We have a young friend who ran the Young Republicans during her college years and now works for a GOP consulting firm. She’s a loyal party member, but she has a problem. She’s from New York — her father and grandfather were both New York City cops — and she feels increasingly alienated from a party whose center of gravity has moved steadily to the South, the West and the Right.
A generation ago, many conservative Southern Democrats became Republicans and explained their shift with some version of the phrase, “I didn’t leave my party, my party left me.” Today our young friend feels the same way, and she’s not alone. A GOP dominated by the likes of Sen. Ted Cruz and the Tea Party is in danger of strangling its centrist wing.
But Tuesday’s election provides a spark of hope for the GOP’s Constructive Caucus. The decisive re-election of New Jersey Gov. Chris Christie — a card-carrying pragmatist — and the defeat of Ken Cuccinelli — a Tea Party hero who ran for governor of Virginia — shows that pragmatists might still have a place in the GOP after all.
That’s a good thing for the Republicans and a good thing for American democracy. In recent years, the United States has come to resemble Europe, dominated by ideologically pure parties on the left and the right. The center of American politics has hollowed out. Two vital political species — right-leaning Southern Democrats and left-leaning Northeastern Republicans — are in danger of extinction.
Christie stands as an important counterweight to that trend, a reasonable Republican who can chart a winning path in a deep blue state. And he’s part of a long tradition of successful GOPers in states like New Jersey.
Tom Kean (1982 to 1990) and Christine Whitman (1994 to 2001) both won two terms in the state house as pragmatic problem solvers and then served in the administration of Bush 43: Kean as head of the 9/11 Commission and Whitman as administrator of the EPA.

DATA TO EXAMINE:
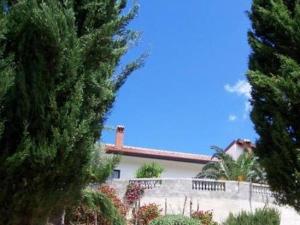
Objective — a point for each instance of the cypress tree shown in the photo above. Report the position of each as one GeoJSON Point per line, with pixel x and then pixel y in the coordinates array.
{"type": "Point", "coordinates": [58, 68]}
{"type": "Point", "coordinates": [275, 78]}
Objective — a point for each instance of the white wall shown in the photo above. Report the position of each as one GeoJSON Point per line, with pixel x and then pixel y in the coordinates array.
{"type": "Point", "coordinates": [177, 195]}
{"type": "Point", "coordinates": [172, 169]}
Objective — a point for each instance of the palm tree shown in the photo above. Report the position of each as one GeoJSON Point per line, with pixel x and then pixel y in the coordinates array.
{"type": "Point", "coordinates": [245, 168]}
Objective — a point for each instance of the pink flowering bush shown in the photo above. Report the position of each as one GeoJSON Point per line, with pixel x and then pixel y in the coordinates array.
{"type": "Point", "coordinates": [133, 193]}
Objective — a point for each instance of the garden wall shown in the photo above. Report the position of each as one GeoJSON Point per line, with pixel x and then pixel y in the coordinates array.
{"type": "Point", "coordinates": [177, 196]}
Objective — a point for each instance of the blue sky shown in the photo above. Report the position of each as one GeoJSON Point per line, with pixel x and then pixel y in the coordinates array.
{"type": "Point", "coordinates": [192, 92]}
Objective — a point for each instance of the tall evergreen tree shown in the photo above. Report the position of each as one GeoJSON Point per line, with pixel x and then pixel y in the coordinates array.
{"type": "Point", "coordinates": [275, 78]}
{"type": "Point", "coordinates": [58, 80]}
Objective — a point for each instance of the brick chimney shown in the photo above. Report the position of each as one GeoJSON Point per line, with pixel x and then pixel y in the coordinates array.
{"type": "Point", "coordinates": [119, 136]}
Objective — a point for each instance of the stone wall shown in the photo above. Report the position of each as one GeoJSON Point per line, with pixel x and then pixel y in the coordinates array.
{"type": "Point", "coordinates": [186, 195]}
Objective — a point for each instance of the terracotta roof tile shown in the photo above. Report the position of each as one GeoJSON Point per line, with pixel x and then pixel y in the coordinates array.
{"type": "Point", "coordinates": [157, 154]}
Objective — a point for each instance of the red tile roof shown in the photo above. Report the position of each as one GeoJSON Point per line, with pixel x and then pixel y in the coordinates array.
{"type": "Point", "coordinates": [157, 154]}
{"type": "Point", "coordinates": [244, 143]}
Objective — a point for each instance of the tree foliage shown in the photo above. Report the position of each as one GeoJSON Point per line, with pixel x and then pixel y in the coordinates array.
{"type": "Point", "coordinates": [275, 78]}
{"type": "Point", "coordinates": [245, 168]}
{"type": "Point", "coordinates": [149, 170]}
{"type": "Point", "coordinates": [59, 78]}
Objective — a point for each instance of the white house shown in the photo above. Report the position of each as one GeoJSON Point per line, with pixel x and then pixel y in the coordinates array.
{"type": "Point", "coordinates": [175, 164]}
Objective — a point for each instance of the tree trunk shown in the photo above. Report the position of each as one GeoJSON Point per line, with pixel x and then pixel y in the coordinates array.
{"type": "Point", "coordinates": [57, 217]}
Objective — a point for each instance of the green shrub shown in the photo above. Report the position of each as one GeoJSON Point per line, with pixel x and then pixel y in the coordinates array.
{"type": "Point", "coordinates": [175, 220]}
{"type": "Point", "coordinates": [147, 213]}
{"type": "Point", "coordinates": [206, 217]}
{"type": "Point", "coordinates": [261, 216]}
{"type": "Point", "coordinates": [149, 170]}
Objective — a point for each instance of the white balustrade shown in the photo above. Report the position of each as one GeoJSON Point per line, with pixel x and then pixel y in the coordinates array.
{"type": "Point", "coordinates": [261, 189]}
{"type": "Point", "coordinates": [207, 185]}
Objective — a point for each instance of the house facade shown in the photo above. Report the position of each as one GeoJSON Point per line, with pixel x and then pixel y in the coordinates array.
{"type": "Point", "coordinates": [175, 164]}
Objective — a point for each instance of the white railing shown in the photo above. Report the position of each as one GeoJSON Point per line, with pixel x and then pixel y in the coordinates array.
{"type": "Point", "coordinates": [147, 183]}
{"type": "Point", "coordinates": [207, 185]}
{"type": "Point", "coordinates": [261, 189]}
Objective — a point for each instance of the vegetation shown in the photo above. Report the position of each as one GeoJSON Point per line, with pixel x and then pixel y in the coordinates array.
{"type": "Point", "coordinates": [205, 217]}
{"type": "Point", "coordinates": [261, 216]}
{"type": "Point", "coordinates": [146, 213]}
{"type": "Point", "coordinates": [149, 170]}
{"type": "Point", "coordinates": [245, 168]}
{"type": "Point", "coordinates": [59, 78]}
{"type": "Point", "coordinates": [274, 76]}
{"type": "Point", "coordinates": [133, 193]}
{"type": "Point", "coordinates": [102, 206]}
{"type": "Point", "coordinates": [175, 220]}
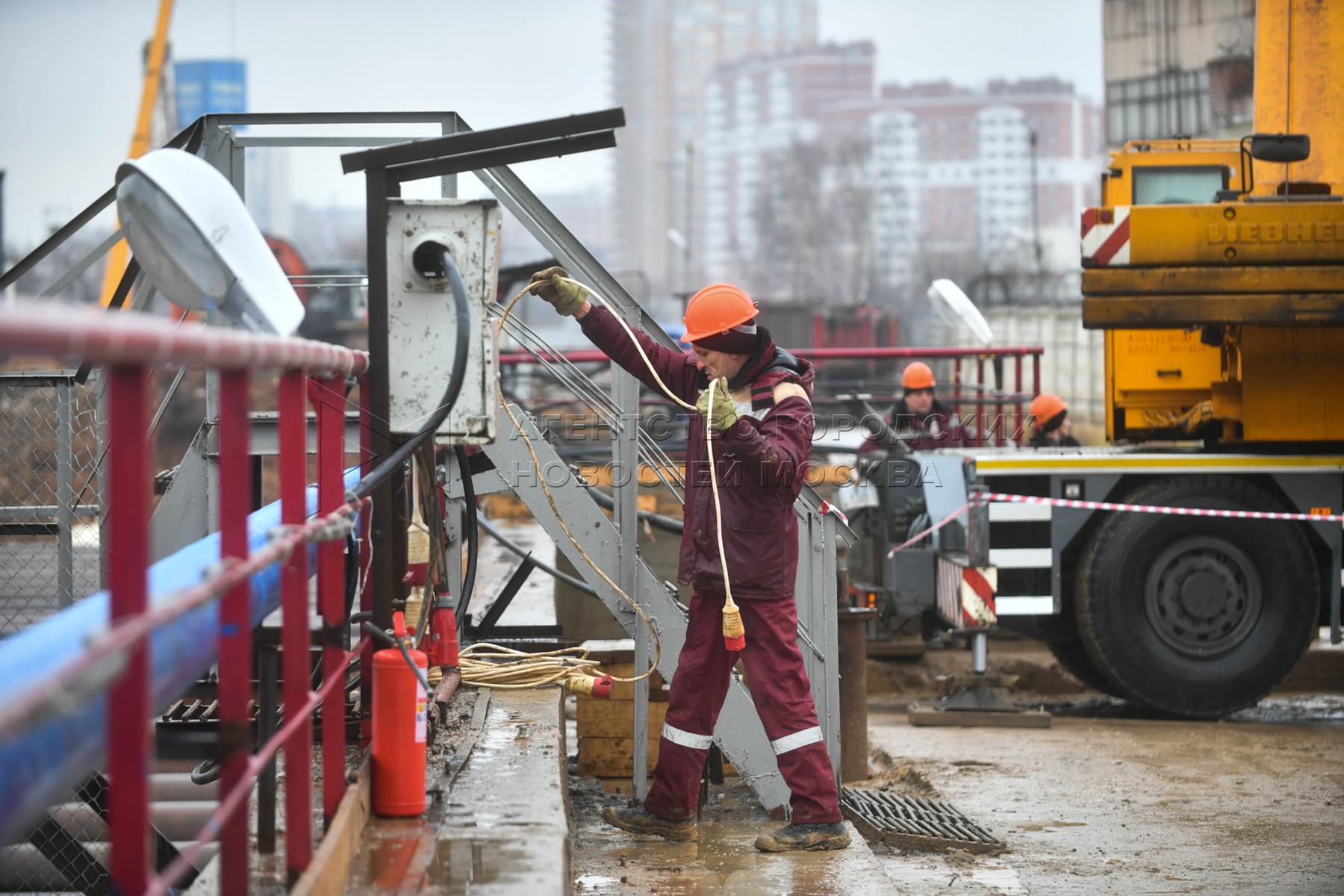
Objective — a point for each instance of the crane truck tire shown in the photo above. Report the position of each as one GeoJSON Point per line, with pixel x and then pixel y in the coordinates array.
{"type": "Point", "coordinates": [1196, 617]}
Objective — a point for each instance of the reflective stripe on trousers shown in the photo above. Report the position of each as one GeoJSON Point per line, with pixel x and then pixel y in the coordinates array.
{"type": "Point", "coordinates": [780, 691]}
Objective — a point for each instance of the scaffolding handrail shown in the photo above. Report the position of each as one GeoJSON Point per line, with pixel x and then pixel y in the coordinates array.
{"type": "Point", "coordinates": [870, 354]}
{"type": "Point", "coordinates": [116, 662]}
{"type": "Point", "coordinates": [107, 337]}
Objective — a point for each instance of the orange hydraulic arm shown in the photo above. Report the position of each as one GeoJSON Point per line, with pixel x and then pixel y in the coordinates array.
{"type": "Point", "coordinates": [140, 140]}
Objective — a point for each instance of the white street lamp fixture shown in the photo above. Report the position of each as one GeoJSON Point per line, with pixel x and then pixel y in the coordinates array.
{"type": "Point", "coordinates": [195, 240]}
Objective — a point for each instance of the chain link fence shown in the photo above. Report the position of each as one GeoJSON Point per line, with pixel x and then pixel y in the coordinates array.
{"type": "Point", "coordinates": [49, 496]}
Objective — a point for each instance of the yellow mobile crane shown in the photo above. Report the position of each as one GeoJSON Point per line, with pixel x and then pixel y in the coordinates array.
{"type": "Point", "coordinates": [156, 57]}
{"type": "Point", "coordinates": [1241, 246]}
{"type": "Point", "coordinates": [1216, 269]}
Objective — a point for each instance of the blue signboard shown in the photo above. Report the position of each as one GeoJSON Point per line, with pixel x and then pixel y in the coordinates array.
{"type": "Point", "coordinates": [210, 87]}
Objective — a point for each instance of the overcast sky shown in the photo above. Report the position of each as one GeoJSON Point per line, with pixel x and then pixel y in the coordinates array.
{"type": "Point", "coordinates": [70, 73]}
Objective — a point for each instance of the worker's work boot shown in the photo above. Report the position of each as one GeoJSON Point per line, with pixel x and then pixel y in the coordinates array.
{"type": "Point", "coordinates": [826, 836]}
{"type": "Point", "coordinates": [640, 821]}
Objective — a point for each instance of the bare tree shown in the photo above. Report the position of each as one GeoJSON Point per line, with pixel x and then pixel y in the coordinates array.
{"type": "Point", "coordinates": [813, 240]}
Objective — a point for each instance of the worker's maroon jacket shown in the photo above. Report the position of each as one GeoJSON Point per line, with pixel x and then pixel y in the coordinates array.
{"type": "Point", "coordinates": [761, 465]}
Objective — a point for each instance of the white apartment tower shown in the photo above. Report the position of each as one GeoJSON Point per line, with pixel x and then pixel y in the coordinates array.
{"type": "Point", "coordinates": [662, 54]}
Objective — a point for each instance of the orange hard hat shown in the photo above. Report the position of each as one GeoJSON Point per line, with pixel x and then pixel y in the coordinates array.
{"type": "Point", "coordinates": [1046, 408]}
{"type": "Point", "coordinates": [717, 309]}
{"type": "Point", "coordinates": [917, 376]}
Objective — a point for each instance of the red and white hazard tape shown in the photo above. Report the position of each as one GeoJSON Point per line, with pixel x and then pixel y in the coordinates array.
{"type": "Point", "coordinates": [992, 497]}
{"type": "Point", "coordinates": [983, 497]}
{"type": "Point", "coordinates": [930, 529]}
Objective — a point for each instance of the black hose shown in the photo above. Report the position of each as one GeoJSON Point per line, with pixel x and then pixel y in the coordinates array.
{"type": "Point", "coordinates": [447, 267]}
{"type": "Point", "coordinates": [523, 553]}
{"type": "Point", "coordinates": [473, 536]}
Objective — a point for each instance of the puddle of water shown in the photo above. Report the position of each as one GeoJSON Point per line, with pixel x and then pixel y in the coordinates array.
{"type": "Point", "coordinates": [461, 865]}
{"type": "Point", "coordinates": [389, 856]}
{"type": "Point", "coordinates": [724, 862]}
{"type": "Point", "coordinates": [1001, 877]}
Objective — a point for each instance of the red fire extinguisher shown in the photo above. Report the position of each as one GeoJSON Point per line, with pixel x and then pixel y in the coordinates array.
{"type": "Point", "coordinates": [399, 722]}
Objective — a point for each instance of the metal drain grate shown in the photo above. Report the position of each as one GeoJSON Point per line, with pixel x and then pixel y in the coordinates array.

TASKS:
A. List every person that the article on Chris Christie's re-election names by both first and last name.
B. Extract the passage of the article on Chris Christie's re-election from "That’s a good" up to and including "of the EPA.".

SOLUTIONS BY TASK:
A. Ted Cruz, Chris Christie, Ken Cuccinelli, Tom Kean, Christine Whitman

B.
That’s a good thing for the Republicans and a good thing for American democracy. In recent years, the United States has come to resemble Europe, dominated by ideologically pure parties on the left and the right. The center of American politics has hollowed out. Two vital political species — right-leaning Southern Democrats and left-leaning Northeastern Republicans — are in danger of extinction.
Christie stands as an important counterweight to that trend, a reasonable Republican who can chart a winning path in a deep blue state. And he’s part of a long tradition of successful GOPers in states like New Jersey.
Tom Kean (1982 to 1990) and Christine Whitman (1994 to 2001) both won two terms in the state house as pragmatic problem solvers and then served in the administration of Bush 43: Kean as head of the 9/11 Commission and Whitman as administrator of the EPA.